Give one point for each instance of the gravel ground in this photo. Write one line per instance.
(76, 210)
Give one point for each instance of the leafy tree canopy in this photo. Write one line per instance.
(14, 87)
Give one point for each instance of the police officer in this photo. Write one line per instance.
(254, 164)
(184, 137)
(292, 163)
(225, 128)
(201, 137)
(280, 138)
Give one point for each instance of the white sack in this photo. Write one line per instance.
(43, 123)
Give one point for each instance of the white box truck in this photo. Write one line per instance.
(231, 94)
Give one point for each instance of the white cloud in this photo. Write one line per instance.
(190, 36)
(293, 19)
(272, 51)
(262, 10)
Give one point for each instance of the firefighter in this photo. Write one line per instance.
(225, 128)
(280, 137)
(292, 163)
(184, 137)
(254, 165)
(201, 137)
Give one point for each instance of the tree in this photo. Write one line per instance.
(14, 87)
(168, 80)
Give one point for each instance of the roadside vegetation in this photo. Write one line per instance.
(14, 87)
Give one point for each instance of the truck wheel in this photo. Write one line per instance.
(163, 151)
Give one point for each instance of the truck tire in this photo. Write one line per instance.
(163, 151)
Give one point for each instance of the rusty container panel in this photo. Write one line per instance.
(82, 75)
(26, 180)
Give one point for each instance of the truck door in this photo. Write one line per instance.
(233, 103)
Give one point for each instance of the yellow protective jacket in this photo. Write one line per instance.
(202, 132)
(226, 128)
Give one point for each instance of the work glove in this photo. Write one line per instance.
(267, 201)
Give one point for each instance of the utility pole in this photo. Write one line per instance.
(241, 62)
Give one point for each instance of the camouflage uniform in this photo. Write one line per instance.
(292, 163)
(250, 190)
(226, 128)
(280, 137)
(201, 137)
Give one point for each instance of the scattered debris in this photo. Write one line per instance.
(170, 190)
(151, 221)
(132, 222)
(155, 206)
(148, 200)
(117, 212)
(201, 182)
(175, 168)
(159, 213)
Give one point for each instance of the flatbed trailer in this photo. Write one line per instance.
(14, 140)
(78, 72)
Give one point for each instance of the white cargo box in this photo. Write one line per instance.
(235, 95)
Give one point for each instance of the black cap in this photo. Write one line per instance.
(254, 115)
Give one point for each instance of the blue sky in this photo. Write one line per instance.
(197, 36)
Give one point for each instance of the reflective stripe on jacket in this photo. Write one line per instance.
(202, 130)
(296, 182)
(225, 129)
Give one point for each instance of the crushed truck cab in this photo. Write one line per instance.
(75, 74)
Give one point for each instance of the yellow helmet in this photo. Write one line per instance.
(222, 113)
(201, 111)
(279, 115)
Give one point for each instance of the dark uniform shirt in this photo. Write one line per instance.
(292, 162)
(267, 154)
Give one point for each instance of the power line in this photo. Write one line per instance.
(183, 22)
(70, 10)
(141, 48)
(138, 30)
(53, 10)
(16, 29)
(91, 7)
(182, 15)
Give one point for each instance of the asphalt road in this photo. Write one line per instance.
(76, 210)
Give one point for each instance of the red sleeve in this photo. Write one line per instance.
*-*-*
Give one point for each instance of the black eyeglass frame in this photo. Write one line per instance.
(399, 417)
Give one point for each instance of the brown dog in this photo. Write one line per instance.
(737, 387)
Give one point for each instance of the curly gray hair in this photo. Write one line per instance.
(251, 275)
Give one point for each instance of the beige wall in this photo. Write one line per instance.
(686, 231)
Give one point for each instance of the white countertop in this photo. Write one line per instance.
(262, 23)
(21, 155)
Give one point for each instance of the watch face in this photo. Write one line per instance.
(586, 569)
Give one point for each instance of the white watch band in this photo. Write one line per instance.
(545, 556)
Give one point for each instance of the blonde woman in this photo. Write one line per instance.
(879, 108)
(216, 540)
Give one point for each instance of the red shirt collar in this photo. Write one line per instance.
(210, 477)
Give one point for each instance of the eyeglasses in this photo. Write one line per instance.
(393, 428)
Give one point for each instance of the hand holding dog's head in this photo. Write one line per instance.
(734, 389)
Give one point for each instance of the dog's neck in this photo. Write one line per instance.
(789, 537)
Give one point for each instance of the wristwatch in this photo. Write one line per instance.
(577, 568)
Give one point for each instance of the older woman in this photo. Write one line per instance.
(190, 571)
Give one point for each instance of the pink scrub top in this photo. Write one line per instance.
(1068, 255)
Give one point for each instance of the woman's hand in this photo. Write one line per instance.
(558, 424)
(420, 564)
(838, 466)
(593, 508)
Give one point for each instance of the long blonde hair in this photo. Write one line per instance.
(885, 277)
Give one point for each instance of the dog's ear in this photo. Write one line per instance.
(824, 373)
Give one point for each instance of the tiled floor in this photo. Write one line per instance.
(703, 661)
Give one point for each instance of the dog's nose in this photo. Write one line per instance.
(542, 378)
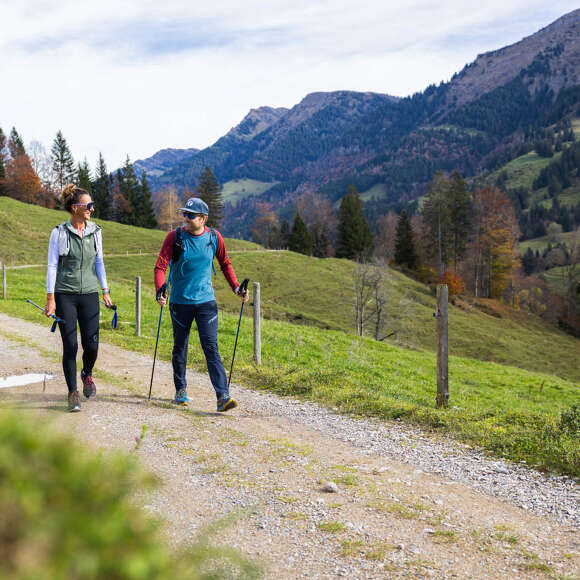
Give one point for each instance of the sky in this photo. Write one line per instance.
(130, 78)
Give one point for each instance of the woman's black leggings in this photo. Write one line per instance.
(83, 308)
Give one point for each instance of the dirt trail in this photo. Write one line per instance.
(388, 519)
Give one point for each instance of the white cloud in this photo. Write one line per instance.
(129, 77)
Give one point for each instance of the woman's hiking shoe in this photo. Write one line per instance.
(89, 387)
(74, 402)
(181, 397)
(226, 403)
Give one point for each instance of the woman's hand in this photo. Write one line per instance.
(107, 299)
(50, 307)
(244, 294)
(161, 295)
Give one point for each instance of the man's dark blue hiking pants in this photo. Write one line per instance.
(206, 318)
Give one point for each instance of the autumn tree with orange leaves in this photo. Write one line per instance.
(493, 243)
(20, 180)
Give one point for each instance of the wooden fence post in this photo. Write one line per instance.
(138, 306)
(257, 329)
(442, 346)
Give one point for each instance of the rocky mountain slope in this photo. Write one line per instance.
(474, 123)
*-*-*
- [Direction]: Select from both blocks of rows above every line that contains the word "dark", and copy each such line in full.

- [Output]:
Give one point for each instance of the dark uniform shirt in this photo. Write one line per instance.
Give one point for each instance of the man's dark blue hiking pants in this photo. Write one line per instance.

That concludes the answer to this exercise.